Excerpts from a dataset:
· · · ·
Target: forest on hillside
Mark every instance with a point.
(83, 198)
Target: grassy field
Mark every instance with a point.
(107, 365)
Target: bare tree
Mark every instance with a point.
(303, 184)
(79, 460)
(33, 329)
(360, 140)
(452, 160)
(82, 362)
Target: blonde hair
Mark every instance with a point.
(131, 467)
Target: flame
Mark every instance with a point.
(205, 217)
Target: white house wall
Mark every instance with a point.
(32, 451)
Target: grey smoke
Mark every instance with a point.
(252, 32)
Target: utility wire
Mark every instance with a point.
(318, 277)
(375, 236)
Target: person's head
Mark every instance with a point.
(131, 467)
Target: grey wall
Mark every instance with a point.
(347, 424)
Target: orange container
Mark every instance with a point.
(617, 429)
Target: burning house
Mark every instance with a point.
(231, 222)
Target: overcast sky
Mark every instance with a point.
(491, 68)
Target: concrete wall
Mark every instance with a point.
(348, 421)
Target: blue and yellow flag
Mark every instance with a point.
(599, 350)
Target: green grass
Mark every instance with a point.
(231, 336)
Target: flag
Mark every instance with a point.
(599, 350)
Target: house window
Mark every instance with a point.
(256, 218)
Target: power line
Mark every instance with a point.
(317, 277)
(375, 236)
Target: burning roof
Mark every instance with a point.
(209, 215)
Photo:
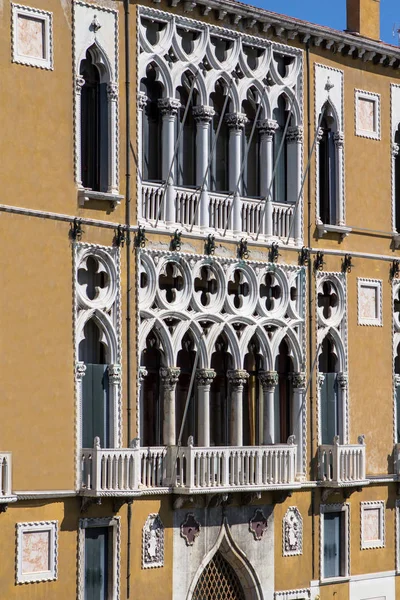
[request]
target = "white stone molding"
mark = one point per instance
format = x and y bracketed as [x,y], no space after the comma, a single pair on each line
[166,51]
[96,27]
[292,532]
[283,312]
[372,525]
[28,23]
[329,90]
[334,325]
[153,542]
[105,309]
[329,508]
[114,523]
[367,114]
[37,551]
[304,594]
[369,302]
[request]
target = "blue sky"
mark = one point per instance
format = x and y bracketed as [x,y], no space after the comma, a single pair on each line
[333,14]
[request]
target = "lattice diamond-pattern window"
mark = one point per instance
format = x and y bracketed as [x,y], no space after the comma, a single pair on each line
[218,582]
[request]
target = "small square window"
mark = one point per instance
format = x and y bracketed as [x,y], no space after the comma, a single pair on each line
[37,551]
[368,114]
[369,301]
[32,37]
[372,525]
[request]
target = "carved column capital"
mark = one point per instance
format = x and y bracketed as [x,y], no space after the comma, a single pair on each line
[112,92]
[203,114]
[298,380]
[169,106]
[80,370]
[294,134]
[237,378]
[267,128]
[79,83]
[205,377]
[269,380]
[141,100]
[338,139]
[169,376]
[236,121]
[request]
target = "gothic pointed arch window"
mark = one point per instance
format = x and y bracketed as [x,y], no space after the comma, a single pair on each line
[327,168]
[186,153]
[152,126]
[219,171]
[219,580]
[95,127]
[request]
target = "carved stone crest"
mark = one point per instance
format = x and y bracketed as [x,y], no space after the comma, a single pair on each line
[190,529]
[153,543]
[258,524]
[292,533]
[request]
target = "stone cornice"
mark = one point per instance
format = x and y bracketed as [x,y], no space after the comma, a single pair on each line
[253,21]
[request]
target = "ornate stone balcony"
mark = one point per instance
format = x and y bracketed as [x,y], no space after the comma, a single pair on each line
[6,494]
[342,465]
[215,211]
[186,470]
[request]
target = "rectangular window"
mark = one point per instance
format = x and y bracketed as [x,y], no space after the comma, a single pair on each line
[99,564]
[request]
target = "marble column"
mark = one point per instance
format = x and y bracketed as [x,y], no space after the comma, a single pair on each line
[169,378]
[204,379]
[203,116]
[169,109]
[236,123]
[267,129]
[269,381]
[237,380]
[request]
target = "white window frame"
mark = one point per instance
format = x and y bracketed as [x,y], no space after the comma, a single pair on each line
[37,526]
[376,284]
[115,524]
[41,15]
[370,544]
[376,99]
[335,508]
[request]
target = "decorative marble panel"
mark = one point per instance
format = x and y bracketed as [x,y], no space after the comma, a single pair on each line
[37,551]
[369,301]
[32,42]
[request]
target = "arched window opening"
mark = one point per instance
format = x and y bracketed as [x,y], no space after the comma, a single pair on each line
[94,126]
[252,395]
[96,417]
[218,580]
[221,362]
[397,182]
[281,174]
[152,127]
[219,172]
[251,172]
[330,414]
[186,154]
[185,361]
[283,395]
[152,409]
[327,171]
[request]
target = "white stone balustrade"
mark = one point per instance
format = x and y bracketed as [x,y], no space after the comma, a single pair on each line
[5,476]
[231,468]
[342,465]
[276,218]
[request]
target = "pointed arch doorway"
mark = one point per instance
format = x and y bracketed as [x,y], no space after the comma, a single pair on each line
[218,580]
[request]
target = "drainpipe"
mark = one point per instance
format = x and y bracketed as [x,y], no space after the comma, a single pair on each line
[310,311]
[128,275]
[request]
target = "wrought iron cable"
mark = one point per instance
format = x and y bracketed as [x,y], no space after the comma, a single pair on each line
[304,176]
[267,196]
[201,189]
[244,160]
[177,142]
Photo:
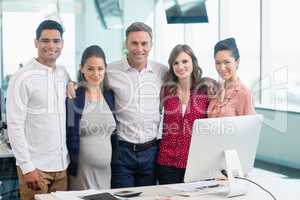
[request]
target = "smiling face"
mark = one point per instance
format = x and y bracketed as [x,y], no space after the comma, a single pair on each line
[226,65]
[138,45]
[93,71]
[49,46]
[183,66]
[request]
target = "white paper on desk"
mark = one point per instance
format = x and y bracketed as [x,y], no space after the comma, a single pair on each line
[74,195]
[189,187]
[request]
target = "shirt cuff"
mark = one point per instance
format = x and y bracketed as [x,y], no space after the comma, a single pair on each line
[27,167]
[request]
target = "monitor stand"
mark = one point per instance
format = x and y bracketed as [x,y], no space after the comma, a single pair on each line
[237,187]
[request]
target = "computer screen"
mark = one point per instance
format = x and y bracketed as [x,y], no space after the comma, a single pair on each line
[212,136]
[185,11]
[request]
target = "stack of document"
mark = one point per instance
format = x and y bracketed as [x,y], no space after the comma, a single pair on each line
[198,188]
[74,195]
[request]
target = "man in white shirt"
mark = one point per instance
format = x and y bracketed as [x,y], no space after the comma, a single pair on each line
[136,83]
[36,116]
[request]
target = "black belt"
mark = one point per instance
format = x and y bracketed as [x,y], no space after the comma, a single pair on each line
[138,147]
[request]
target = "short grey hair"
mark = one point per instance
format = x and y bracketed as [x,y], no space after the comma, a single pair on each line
[139,26]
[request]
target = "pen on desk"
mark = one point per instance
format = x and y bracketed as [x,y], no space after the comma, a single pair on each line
[208,186]
[213,179]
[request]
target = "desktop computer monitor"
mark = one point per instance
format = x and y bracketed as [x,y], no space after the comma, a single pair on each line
[212,136]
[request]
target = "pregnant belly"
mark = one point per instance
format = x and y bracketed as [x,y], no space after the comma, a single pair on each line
[95,151]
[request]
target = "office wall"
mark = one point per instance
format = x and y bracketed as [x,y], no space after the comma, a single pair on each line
[90,30]
[280,138]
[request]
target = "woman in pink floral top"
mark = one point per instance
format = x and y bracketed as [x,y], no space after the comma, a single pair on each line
[233,98]
[183,101]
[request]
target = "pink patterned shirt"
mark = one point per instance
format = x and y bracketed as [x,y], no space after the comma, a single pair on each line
[233,101]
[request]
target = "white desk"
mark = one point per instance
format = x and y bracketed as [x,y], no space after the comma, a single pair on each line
[282,188]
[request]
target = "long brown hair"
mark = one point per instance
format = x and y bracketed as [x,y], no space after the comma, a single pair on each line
[171,80]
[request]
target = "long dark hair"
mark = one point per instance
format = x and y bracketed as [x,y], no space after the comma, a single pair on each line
[170,79]
[89,52]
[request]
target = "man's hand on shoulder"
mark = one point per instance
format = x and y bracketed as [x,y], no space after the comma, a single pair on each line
[71,89]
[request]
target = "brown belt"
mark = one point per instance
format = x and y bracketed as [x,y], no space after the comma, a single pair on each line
[138,147]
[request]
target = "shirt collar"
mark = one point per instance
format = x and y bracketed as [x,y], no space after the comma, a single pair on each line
[38,64]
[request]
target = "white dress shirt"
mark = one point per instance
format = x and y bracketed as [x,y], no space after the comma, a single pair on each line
[36,117]
[137,99]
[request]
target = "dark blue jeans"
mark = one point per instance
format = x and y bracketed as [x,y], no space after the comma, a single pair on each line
[132,169]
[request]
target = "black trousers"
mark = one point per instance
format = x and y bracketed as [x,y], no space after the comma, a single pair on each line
[169,175]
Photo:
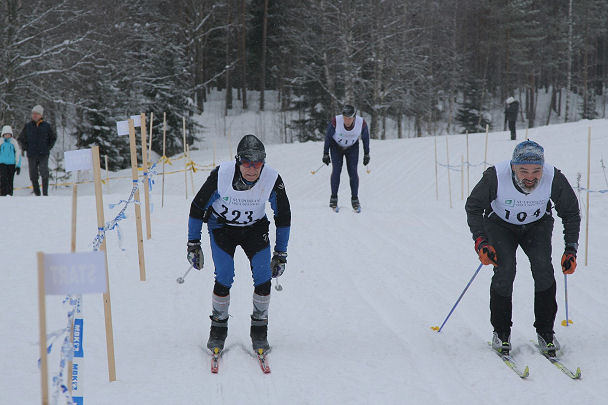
· · · ·
All lines in the preceding records that hold the word "burning" need to be copied.

Target: burning house
Target: burning roof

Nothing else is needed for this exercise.